> **PROBLEM TO SOLVE**
Count how many lines in the records below contain the word "vest" and reply with only that number.

Point labeling records:
++++

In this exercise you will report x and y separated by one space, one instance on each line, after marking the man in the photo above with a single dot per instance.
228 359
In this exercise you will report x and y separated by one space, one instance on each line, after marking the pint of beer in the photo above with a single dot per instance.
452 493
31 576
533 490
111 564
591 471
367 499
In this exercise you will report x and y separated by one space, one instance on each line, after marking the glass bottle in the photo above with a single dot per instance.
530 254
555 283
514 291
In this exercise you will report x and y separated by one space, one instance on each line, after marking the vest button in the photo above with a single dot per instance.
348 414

++++

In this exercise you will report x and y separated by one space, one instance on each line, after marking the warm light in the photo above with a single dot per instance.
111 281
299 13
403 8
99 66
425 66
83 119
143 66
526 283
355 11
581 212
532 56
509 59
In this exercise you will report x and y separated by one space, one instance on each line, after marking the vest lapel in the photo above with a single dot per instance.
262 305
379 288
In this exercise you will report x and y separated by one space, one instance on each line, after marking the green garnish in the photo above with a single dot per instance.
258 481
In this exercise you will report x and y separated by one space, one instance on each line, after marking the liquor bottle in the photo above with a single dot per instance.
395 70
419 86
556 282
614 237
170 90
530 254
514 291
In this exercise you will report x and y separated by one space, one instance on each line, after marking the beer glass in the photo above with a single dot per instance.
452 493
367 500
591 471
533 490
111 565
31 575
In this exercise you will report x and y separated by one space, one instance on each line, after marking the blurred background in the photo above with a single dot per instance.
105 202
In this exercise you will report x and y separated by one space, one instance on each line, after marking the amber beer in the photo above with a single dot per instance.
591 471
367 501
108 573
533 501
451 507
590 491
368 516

++++

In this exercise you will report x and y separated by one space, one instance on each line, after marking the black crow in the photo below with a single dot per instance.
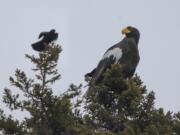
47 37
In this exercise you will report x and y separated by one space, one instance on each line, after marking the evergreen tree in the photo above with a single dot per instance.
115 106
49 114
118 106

++++

> **SOLUTION FOR THIS PROBLEM**
2